- **WHAT YOU NEED TO DO**:
What is needed is an exact transcription of every entry below.

*** Block opens ***

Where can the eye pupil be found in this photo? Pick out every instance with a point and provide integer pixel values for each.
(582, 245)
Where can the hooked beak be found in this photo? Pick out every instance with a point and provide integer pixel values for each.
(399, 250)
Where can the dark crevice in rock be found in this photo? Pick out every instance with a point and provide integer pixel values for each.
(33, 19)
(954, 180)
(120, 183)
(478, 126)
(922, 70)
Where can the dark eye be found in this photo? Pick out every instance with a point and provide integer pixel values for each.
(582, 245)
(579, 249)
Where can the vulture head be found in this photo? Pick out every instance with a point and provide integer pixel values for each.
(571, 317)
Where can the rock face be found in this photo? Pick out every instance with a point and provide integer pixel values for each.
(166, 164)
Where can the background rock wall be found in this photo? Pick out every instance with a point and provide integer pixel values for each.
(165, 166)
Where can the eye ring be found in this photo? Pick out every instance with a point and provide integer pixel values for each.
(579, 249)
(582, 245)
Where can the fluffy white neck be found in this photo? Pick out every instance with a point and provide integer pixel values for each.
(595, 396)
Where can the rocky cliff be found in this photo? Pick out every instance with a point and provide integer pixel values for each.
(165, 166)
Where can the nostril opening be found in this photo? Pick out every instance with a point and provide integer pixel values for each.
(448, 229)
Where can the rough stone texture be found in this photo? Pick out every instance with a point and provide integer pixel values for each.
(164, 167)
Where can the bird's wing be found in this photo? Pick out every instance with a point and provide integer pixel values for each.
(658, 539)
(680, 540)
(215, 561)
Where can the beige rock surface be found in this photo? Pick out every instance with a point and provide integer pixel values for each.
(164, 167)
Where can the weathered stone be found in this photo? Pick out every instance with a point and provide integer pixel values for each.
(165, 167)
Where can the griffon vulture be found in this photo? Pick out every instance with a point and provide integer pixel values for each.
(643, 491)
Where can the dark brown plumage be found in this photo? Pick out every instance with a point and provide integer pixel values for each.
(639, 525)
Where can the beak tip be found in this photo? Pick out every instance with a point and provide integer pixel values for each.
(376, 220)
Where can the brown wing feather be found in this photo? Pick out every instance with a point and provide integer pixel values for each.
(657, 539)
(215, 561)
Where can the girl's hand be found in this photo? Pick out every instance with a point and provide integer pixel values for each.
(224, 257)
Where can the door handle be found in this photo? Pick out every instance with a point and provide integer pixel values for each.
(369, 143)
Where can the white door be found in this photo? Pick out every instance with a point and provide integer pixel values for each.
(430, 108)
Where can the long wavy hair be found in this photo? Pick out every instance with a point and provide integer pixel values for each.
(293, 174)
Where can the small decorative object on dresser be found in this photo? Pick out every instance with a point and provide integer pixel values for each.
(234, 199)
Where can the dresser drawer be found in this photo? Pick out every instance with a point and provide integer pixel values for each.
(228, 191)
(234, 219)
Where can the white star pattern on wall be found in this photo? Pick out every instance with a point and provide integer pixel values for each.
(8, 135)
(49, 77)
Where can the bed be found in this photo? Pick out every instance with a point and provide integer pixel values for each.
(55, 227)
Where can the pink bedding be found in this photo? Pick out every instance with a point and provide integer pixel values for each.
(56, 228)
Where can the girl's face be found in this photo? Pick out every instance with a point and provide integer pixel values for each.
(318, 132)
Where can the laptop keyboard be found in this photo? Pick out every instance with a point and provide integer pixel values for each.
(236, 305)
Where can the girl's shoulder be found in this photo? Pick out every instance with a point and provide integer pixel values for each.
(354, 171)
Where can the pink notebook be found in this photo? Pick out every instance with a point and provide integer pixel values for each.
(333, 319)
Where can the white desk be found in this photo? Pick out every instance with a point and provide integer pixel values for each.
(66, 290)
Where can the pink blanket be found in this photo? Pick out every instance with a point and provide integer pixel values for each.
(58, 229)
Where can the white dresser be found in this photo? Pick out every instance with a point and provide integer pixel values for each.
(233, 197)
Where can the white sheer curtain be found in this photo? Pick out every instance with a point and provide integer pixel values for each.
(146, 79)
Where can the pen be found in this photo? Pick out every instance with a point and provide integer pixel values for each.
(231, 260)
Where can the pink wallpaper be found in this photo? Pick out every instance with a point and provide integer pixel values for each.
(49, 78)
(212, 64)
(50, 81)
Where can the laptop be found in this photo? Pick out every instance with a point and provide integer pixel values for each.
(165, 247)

*** Block closes ***

- **RESULT OF THIS TASK**:
Where can the eye pupil be found in this photo? Pick out every instance with a point and provide integer pixel values for each.
(582, 245)
Where can the hooked beak be found in this photo? Pick out every instance with a point and provide integer pixel values for each.
(399, 250)
Where can the dark crevice in rock be found in this photo? Pick out every instance with a point and provide integer pixel values for each.
(33, 19)
(954, 180)
(120, 183)
(478, 126)
(922, 70)
Where can the dark eye be found in this photo? Pick out every instance with a point and provide integer pixel values for each.
(582, 245)
(579, 249)
Where can the vulture head be found in this photo? Pick out every instance with a point and provide integer pixel values for each.
(571, 317)
Where can the rock face be found in this photo? Pick out every instance with a point and provide integer pixel values for each.
(166, 164)
Where can the background rock wall be found in this photo? Pick out every instance with a point and provide integer pixel values for each.
(165, 166)
Where can the eye ring be found in this photo? Pick out every instance with a point and provide integer pixel values for each.
(579, 249)
(582, 245)
Where can the fluffy white neck be found in this photo? Pick out every instance with a point and provide integer pixel values for each.
(595, 396)
Where can the rocky cliff be found in this photo? Pick out every instance with a point and provide integer pixel values for each.
(165, 166)
Where can the nostril opening be found in this photo? Pick out every instance with a point and provide integer pixel values for each.
(448, 229)
Where can the rough stone texture be found in this photo? Pick out every instance with a point and provide integer pixel values for each.
(164, 167)
Where can the bird's wing be found in this photo? Pick out every instance with a point and provide integer pixel values for each.
(658, 539)
(680, 540)
(215, 561)
Where can the beige rock surface be found in this photo? Pick out every instance with a point and provide integer pixel values for each.
(164, 167)
Where can the weathered stone be found in this photo? Pick out every instance with a point and provide integer pixel values for each.
(165, 167)
Where can the griffon vulture be found in this photo? Pick out every instance with a point and provide integer pixel values for each.
(643, 491)
Where can the dark brown plumage be found in this photo? Pick out every instance with a point and provide integer pixel values for each.
(639, 525)
Where can the beak tip be found in this photo? Pick out every instance with a point and provide integer pixel values for each.
(376, 220)
Where can the brown wing feather be found in this photo? Pick out every instance with a point and provide integer pixel values for each.
(657, 539)
(215, 561)
Where can the girl's hand be found in this photo? Pick out every instance with a point and provide integer pixel values for each.
(224, 257)
Where can the door handle be found in this photo? Pick out every instance with a point and provide integer pixel values for each.
(369, 143)
Where can the white door be found in this photo? Pick out every instance with a point and provide integer pixel values for each.
(430, 108)
Where can the long wavy hair be found in this photo? Pick out every instance with a point and provide integer pixel values for each.
(293, 174)
Where can the small decorative object on dresser be found in this photo? Pick out every instance with a point and provide integer pixel values for each.
(234, 199)
Where can the dresser drawer be found in this photo? Pick out every instance with a point and provide integer pixel values for each.
(228, 191)
(234, 219)
Where can the white star pattern on wall be found in this photo? Pick out every instance with a point and provide integer pixel values for each.
(8, 135)
(49, 77)
Where can the bed be found in this photo? Pick out every instance with a point and provide integer pixel values for each.
(55, 227)
Where can the pink bedding be found in this photo? Pick out every instance with a point and provide integer pixel values for each.
(56, 228)
Where can the girl's face be found in this photo? Pick out every instance with a point and provide integer pixel values for each.
(318, 132)
Where can the laptop keyboard be found in this photo? Pick out every instance with a point and provide integer pixel values for each.
(236, 305)
Where can the girl's shoulder be found in this photo? Pick out every instance with a point and provide integer pixel values for each.
(354, 171)
Where can the pink notebook be found in this photo? Pick out every instance with a point and provide integer pixel values for each.
(333, 319)
Where can the white desk be found in this photo? Pick out every instance with a point and provide integer pixel values for each.
(66, 290)
Where can the pink blanket be found in this photo? Pick out every instance with a point and provide integer pixel values for each.
(58, 229)
Where can the white dresser be found in this photo? Pick out every instance with a point and provide integer pixel values for each.
(233, 197)
Where can the white sheer curtain be found in this photo? Pick out every instance with a point and provide integer pixel values for each.
(146, 79)
Where can the pen be found in this photo? Pick out every instance with a point and provide integer pixel values for each.
(231, 260)
Where can the pink wallpaper be found in this photo? Pick out every instance with a point and provide integer pixel values for each.
(49, 78)
(212, 64)
(50, 81)
Where can the laptop be found in this photo? Pick out every instance with a point and provide integer pixel values for each.
(165, 247)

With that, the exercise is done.